─── DATA TO USE ───

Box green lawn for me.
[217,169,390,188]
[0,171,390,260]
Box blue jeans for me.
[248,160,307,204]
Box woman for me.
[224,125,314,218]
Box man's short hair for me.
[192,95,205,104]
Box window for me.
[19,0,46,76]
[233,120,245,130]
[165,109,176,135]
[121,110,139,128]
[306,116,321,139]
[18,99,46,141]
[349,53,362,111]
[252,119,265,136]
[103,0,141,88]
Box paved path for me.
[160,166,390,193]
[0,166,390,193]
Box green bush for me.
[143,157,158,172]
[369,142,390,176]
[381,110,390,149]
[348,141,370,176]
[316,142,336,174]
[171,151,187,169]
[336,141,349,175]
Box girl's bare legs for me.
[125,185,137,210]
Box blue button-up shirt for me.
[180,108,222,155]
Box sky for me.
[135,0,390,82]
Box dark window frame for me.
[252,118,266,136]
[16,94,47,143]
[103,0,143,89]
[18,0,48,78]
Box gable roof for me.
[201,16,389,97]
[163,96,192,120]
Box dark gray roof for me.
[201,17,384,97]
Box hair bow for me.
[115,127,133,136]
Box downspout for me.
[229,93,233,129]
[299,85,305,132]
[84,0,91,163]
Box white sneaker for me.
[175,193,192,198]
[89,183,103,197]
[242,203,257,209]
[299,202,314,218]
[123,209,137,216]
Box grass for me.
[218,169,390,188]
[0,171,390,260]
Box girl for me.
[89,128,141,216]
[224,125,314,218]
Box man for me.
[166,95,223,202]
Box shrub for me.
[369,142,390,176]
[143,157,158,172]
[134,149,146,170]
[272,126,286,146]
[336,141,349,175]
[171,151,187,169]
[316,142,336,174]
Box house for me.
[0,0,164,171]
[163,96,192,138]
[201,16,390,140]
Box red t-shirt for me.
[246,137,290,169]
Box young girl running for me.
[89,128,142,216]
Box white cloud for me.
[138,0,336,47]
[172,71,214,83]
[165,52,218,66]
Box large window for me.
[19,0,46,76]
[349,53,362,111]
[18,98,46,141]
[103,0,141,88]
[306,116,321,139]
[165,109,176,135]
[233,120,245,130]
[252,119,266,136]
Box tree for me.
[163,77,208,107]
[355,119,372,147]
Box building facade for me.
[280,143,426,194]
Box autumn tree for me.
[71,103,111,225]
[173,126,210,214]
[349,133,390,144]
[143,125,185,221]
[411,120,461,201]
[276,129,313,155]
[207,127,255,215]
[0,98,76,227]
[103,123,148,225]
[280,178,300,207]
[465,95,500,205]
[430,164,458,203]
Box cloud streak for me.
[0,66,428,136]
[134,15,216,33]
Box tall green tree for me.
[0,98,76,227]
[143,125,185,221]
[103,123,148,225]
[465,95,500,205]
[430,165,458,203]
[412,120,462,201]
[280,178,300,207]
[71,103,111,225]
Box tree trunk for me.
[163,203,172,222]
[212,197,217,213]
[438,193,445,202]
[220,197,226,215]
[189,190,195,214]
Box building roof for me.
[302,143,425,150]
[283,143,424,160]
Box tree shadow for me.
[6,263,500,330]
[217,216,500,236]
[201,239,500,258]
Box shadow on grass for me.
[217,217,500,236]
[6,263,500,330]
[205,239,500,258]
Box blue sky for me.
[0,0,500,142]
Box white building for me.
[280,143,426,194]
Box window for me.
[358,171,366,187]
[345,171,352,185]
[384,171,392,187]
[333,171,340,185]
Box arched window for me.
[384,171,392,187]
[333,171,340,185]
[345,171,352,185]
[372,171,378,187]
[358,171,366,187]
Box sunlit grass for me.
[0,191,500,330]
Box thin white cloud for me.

───

◆ **STATED PROBLEM**: Give every row above as a JSON list of strings, with one string per line and any blank lines left out.

◆ **TASK SOLUTION**:
[
  "Box green lawn for me.",
  "[217,169,390,188]",
  "[0,171,390,260]",
  "Box blue jeans for me.",
  "[248,160,307,204]",
  "Box woman for me.",
  "[224,125,314,218]",
  "Box man's short hair for me.",
  "[192,95,205,104]",
  "Box window for me.",
  "[19,0,46,76]",
  "[233,120,245,130]",
  "[165,109,176,135]",
  "[121,110,139,128]",
  "[306,116,321,139]",
  "[18,99,46,141]",
  "[349,53,362,111]",
  "[252,119,265,136]",
  "[103,0,141,88]",
  "Box paved path for me.",
  "[160,166,390,193]",
  "[0,166,390,193]",
  "Box green bush for me.",
  "[143,157,158,172]",
  "[369,142,390,176]",
  "[381,110,390,149]",
  "[348,141,370,176]",
  "[316,142,336,174]",
  "[171,151,187,169]",
  "[336,141,349,175]",
  "Box girl's bare legs for me.",
  "[125,185,137,210]",
  "Box blue button-up shirt for me.",
  "[180,108,222,155]",
  "Box sky for me.",
  "[135,0,390,82]",
  "Box dark window frame for me.",
  "[252,118,266,136]",
  "[16,94,47,143]",
  "[103,0,143,89]",
  "[18,0,48,78]",
  "Box gable roof for me.",
  "[201,16,389,97]",
  "[163,96,192,120]",
  "Box dark gray roof for me.",
  "[201,17,384,97]",
  "Box hair bow for me.",
  "[115,127,133,136]",
  "Box downspout for me.",
  "[229,93,233,129]",
  "[299,85,305,132]",
  "[84,0,91,163]",
  "Box white sneaker for me.",
  "[175,193,192,198]",
  "[89,183,103,197]",
  "[242,203,257,209]",
  "[299,202,314,218]",
  "[123,209,137,216]",
  "Box grass for me.",
  "[218,169,390,188]",
  "[0,171,390,260]",
  "Box girl for me.",
  "[89,128,141,216]",
  "[224,125,314,218]",
  "Box man for me.",
  "[166,95,223,202]",
  "Box shrub for me.",
  "[369,142,390,176]",
  "[143,157,158,172]",
  "[134,149,146,170]",
  "[272,126,286,146]",
  "[336,141,349,175]",
  "[171,151,187,169]",
  "[316,142,336,174]",
  "Box house for me.",
  "[0,0,164,171]",
  "[163,96,192,138]",
  "[201,16,390,140]",
  "Box red t-shirt for me.",
  "[246,137,290,169]",
  "Box young girl running for me.",
  "[89,128,142,216]",
  "Box white cloud for me.",
  "[138,0,336,47]",
  "[172,71,214,83]",
  "[165,52,218,66]",
  "Box large window for me.",
  "[19,0,46,76]",
  "[349,53,362,111]",
  "[18,98,46,141]",
  "[103,0,141,88]",
  "[306,116,321,139]",
  "[165,109,176,135]",
  "[233,120,245,130]",
  "[252,119,266,136]",
  "Box tree for me.",
  "[163,77,208,107]",
  "[355,119,372,147]",
  "Box building facade for me.",
  "[280,143,426,194]",
  "Box autumn tree for me.",
  "[71,103,111,225]",
  "[173,126,210,214]",
  "[349,133,390,144]",
  "[143,125,185,221]",
  "[411,120,461,201]",
  "[276,129,313,155]",
  "[207,127,255,215]",
  "[0,98,76,227]",
  "[103,123,148,225]",
  "[280,178,300,207]",
  "[465,95,500,205]",
  "[430,164,458,203]",
  "Box cloud streak for me.",
  "[0,66,428,136]",
  "[134,15,216,33]",
  "Box tall green tree for me.",
  "[0,98,76,227]",
  "[143,125,185,221]",
  "[103,123,148,225]",
  "[465,95,500,205]",
  "[430,165,458,203]",
  "[412,120,462,201]",
  "[280,178,300,207]",
  "[71,103,111,225]",
  "Box tree trunk for me.",
  "[163,203,172,222]",
  "[212,197,217,213]",
  "[438,193,445,202]",
  "[220,197,226,215]",
  "[189,190,195,214]",
  "Box building roof for me.",
  "[302,143,425,150]",
  "[283,143,424,160]",
  "Box tree shadow for me.",
  "[6,263,500,330]",
  "[217,216,500,236]",
  "[201,239,500,258]",
  "Box shadow on grass for me.",
  "[217,217,500,236]",
  "[6,263,500,330]",
  "[205,239,500,258]",
  "Box blue sky for me.",
  "[0,0,500,142]",
  "Box white building for me.",
  "[280,143,426,194]",
  "Box window for me.",
  "[358,171,366,187]",
  "[345,171,352,185]",
  "[384,171,392,187]",
  "[333,171,340,185]",
  "Box arched window for me.",
  "[384,171,392,187]",
  "[333,171,340,185]",
  "[345,171,352,185]",
  "[372,171,378,187]",
  "[358,171,366,187]",
  "Box sunlit grass for me.",
  "[0,191,500,330]",
  "Box thin white cloud for me."
]